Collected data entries

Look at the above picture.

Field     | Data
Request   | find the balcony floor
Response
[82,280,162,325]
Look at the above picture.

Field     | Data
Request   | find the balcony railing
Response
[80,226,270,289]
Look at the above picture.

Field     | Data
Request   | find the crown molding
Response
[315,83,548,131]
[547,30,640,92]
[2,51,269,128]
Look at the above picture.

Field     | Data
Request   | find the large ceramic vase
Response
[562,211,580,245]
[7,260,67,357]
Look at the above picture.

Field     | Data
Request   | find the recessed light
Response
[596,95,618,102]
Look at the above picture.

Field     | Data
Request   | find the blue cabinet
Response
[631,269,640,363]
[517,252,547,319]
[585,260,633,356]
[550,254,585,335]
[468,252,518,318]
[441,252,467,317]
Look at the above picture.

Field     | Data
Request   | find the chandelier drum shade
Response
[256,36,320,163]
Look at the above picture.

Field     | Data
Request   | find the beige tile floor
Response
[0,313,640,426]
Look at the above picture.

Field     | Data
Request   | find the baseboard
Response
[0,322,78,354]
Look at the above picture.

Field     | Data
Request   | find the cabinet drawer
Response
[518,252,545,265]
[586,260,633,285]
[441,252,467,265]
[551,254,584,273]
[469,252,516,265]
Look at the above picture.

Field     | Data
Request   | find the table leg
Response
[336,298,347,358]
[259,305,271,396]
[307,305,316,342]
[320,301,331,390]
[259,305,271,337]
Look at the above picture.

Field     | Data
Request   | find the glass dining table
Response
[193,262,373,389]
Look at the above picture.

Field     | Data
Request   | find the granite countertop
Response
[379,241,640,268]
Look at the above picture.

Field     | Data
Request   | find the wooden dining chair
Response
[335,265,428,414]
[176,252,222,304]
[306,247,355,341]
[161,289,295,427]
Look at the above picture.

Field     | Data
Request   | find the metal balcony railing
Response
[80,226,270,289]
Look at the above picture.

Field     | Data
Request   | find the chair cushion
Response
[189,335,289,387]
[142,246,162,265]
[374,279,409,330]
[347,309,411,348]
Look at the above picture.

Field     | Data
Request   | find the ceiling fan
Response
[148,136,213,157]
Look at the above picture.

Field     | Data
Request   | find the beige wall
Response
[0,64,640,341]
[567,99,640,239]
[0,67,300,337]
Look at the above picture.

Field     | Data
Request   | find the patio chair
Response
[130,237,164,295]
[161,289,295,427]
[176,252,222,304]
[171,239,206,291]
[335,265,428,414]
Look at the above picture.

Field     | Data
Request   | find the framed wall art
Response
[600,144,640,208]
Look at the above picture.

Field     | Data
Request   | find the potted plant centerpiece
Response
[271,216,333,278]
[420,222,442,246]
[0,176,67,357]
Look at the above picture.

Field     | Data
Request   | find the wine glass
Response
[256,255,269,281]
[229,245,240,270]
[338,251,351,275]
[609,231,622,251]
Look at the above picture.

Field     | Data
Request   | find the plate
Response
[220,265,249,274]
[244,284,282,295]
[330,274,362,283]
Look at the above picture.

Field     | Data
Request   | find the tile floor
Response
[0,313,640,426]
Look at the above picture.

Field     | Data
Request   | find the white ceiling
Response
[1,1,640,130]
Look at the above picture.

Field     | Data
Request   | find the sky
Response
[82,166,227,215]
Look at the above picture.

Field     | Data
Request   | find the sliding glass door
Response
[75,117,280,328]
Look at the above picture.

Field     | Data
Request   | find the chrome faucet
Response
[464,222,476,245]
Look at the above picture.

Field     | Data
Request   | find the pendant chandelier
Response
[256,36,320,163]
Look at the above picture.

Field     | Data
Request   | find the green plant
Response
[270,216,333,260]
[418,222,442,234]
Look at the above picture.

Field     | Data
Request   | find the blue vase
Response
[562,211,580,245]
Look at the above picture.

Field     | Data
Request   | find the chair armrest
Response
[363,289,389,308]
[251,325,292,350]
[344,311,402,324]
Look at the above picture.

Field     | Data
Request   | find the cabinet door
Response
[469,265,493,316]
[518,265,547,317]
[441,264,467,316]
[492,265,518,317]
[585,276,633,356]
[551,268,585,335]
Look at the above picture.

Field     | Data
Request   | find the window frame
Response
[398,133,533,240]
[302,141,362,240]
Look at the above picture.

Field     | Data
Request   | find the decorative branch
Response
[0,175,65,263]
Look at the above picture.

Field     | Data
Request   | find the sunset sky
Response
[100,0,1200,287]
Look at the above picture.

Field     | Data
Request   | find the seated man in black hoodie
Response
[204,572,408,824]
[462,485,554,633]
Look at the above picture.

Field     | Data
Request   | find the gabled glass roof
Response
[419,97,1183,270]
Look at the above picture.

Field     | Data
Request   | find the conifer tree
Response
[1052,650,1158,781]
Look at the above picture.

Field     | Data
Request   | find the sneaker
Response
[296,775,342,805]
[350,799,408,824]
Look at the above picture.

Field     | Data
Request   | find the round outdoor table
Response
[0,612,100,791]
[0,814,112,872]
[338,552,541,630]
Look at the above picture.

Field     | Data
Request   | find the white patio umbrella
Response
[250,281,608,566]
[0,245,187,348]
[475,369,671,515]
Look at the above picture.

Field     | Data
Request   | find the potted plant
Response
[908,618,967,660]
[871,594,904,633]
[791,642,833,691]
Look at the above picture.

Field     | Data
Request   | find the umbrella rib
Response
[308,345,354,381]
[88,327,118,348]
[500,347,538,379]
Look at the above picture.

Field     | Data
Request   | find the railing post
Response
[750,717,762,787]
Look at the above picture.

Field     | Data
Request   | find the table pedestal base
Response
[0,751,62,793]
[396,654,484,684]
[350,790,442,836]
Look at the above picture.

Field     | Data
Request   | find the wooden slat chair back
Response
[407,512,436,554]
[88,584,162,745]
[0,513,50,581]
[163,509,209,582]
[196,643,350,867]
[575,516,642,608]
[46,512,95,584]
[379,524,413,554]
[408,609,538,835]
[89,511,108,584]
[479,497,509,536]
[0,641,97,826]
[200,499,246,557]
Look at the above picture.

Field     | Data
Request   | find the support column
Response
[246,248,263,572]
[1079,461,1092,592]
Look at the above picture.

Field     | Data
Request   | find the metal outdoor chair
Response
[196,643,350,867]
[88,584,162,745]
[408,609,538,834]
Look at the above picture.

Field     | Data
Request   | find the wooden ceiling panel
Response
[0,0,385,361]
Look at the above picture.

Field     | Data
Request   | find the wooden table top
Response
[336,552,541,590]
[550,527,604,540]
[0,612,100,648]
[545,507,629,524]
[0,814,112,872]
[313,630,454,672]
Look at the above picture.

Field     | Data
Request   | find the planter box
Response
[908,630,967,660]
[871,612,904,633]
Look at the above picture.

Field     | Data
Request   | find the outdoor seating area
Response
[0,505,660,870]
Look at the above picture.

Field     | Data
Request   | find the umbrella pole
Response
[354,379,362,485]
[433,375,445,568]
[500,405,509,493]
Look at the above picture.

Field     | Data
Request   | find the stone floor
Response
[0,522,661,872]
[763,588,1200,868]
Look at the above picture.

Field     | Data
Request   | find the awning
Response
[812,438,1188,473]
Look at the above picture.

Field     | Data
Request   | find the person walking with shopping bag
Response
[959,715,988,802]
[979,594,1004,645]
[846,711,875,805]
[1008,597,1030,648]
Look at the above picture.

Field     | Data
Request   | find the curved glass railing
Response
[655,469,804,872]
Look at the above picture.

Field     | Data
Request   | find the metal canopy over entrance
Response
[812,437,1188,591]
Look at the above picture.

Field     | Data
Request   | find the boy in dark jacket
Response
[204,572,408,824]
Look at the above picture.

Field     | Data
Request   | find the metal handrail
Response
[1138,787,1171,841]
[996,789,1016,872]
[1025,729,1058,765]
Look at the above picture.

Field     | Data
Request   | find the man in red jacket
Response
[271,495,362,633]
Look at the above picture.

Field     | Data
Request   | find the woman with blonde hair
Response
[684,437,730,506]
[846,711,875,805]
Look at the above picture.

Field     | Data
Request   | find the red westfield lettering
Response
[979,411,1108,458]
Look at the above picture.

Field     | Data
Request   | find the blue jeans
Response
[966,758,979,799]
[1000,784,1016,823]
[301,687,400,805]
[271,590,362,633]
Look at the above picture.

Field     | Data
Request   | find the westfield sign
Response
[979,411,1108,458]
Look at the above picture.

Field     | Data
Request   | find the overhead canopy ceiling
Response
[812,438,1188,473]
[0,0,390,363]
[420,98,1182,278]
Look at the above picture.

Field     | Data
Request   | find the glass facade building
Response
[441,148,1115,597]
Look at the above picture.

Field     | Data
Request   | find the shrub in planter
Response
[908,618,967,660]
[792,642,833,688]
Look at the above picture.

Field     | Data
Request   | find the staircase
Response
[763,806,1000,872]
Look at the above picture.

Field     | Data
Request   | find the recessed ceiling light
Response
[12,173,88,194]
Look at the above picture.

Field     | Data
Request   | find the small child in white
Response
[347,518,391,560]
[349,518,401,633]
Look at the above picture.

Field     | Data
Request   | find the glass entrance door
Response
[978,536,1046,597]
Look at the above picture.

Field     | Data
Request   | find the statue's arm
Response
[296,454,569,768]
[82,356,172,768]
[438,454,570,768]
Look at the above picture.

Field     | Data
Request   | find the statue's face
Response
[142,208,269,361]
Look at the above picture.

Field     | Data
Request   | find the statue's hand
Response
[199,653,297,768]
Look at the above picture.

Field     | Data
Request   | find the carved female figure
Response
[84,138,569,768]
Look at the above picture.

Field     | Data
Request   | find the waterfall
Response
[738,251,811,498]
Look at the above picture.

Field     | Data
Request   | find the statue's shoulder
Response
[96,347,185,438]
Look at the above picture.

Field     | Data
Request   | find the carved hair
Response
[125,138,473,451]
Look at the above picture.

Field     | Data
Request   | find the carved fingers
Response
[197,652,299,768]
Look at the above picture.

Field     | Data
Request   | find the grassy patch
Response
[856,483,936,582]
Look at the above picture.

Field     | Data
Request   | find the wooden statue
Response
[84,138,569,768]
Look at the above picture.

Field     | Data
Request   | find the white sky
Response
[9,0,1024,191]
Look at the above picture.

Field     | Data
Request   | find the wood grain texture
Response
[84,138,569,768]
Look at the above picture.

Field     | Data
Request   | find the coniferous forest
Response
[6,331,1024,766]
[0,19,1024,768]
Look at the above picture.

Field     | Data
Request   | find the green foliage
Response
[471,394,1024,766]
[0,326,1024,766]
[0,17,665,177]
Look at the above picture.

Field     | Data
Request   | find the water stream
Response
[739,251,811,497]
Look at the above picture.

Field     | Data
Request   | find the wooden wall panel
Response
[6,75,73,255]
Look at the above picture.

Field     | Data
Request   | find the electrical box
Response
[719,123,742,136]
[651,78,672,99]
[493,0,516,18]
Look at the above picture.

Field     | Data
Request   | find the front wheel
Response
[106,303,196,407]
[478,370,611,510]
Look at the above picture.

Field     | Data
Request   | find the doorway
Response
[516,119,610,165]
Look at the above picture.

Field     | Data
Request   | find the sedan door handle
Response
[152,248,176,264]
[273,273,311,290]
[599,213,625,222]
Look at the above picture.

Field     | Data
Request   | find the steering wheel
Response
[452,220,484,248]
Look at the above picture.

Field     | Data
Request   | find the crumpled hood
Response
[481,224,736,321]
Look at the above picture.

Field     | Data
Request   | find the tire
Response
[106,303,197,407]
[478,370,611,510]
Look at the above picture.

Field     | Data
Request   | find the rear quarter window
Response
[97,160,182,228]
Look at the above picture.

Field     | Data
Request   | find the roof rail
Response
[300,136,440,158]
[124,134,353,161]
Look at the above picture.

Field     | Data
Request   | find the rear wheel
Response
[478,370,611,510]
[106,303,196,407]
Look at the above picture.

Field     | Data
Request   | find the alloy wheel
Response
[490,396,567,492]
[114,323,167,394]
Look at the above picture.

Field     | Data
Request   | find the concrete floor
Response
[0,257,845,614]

Task
Lay out the records as a numbered list, starting from the first line and going up to and including the line with "[7,260,67,357]". Omit the blank lines.

Exercise answer
1. Look at the above picture.
2. Field     | Data
3. Request   | find the balcony floor
4. Response
5. [82,280,162,325]
6. Look at the above picture.
7. Field     | Data
8. Request   | find the balcony railing
9. Response
10. [80,226,270,289]
11. Look at the above picture.
12. Field     | Data
13. Request   | find the crown molding
14. Response
15. [315,83,548,131]
16. [547,30,640,92]
17. [2,51,269,128]
18. Look at the above picture.
19. Field     | Data
20. Request   | find the large ceramic vase
21. Response
22. [562,211,580,245]
23. [7,260,67,357]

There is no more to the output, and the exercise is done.